» TO DO
Check every line of the records below for the string "hand" and copy the ones that have it.

(Stored dataset items)
▼▼▼

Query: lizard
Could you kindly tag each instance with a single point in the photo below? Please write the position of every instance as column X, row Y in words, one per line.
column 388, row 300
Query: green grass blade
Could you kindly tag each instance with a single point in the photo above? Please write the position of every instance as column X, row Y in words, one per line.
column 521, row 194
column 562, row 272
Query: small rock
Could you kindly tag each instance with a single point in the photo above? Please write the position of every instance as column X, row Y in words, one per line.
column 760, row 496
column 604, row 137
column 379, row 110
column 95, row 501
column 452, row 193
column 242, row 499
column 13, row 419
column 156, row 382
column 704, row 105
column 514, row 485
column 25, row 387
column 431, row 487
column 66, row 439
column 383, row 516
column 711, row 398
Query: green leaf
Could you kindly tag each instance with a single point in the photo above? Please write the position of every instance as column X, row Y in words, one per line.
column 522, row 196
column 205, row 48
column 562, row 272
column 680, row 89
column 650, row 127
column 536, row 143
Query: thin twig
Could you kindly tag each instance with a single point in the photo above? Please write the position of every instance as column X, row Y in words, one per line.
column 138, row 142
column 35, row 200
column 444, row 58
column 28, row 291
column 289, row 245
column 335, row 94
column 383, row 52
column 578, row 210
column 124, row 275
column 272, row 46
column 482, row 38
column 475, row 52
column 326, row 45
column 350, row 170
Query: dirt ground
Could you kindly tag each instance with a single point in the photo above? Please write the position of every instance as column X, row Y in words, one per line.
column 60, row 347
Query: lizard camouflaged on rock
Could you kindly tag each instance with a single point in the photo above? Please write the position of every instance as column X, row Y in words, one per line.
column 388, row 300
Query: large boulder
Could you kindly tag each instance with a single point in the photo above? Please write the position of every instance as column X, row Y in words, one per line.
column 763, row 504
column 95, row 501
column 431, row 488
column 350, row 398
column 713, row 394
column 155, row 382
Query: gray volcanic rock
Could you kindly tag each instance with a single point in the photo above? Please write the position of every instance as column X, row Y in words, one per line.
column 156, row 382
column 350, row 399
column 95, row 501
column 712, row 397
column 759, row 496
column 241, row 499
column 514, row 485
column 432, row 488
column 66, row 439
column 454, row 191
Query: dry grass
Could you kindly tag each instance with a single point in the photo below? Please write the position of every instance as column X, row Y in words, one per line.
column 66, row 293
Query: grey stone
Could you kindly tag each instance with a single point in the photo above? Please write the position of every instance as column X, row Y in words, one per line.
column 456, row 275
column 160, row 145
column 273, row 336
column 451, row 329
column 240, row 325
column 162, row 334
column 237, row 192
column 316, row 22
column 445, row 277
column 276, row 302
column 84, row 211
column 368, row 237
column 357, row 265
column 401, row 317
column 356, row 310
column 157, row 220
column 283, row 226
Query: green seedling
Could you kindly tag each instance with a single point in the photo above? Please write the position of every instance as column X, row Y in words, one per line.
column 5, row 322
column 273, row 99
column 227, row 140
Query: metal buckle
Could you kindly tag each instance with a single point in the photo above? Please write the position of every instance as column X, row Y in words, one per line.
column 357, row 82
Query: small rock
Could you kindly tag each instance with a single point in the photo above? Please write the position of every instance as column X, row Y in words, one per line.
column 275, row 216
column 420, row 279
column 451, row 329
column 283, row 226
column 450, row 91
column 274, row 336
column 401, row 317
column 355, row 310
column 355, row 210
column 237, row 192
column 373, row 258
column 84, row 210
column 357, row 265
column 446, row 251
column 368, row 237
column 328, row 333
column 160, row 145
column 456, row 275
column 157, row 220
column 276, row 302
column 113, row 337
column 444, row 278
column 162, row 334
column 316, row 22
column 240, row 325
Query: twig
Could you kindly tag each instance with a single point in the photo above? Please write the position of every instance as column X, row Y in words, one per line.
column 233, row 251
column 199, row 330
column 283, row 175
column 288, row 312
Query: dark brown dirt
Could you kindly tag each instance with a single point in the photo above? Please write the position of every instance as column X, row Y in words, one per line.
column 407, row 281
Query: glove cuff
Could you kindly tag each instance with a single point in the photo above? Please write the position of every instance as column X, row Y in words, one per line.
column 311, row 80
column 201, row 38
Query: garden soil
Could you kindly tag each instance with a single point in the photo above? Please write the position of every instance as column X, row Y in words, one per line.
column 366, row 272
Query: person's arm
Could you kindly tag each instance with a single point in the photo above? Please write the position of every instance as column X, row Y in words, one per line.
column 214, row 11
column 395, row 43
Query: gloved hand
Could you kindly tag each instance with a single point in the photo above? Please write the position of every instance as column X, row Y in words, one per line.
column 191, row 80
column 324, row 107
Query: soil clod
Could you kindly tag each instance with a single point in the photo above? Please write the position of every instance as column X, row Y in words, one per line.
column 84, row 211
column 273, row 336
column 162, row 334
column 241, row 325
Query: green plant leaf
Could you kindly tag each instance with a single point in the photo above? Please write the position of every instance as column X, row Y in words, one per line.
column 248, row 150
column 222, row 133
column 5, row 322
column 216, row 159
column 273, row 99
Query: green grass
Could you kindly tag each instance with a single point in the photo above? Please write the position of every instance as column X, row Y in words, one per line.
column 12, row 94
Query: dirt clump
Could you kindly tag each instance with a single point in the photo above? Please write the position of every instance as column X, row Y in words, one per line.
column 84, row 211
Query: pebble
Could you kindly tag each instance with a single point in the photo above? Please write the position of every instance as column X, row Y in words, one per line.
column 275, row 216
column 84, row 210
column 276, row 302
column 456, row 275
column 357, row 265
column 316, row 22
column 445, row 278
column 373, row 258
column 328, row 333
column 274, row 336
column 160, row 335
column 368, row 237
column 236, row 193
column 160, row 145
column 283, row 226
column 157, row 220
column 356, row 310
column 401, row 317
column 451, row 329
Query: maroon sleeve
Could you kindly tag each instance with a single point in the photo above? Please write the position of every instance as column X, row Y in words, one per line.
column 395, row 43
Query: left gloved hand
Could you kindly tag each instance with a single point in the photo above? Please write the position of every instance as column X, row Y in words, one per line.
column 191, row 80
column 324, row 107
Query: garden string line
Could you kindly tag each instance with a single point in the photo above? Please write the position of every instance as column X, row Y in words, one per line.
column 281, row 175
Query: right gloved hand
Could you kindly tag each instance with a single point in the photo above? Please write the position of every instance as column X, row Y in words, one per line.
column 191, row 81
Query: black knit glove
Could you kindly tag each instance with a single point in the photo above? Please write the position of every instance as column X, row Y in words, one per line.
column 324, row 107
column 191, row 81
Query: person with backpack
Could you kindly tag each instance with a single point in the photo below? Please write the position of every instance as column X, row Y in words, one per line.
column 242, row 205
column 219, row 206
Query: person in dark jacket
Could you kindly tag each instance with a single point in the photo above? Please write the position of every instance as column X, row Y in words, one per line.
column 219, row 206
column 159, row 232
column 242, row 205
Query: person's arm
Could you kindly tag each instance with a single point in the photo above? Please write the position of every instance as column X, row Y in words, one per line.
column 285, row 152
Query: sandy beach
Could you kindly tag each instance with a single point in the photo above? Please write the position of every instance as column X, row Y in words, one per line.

▲▲▲

» OUTPUT FOR THIS TASK
Query: gloved hand
Query: left gloved hand
Query: right gloved hand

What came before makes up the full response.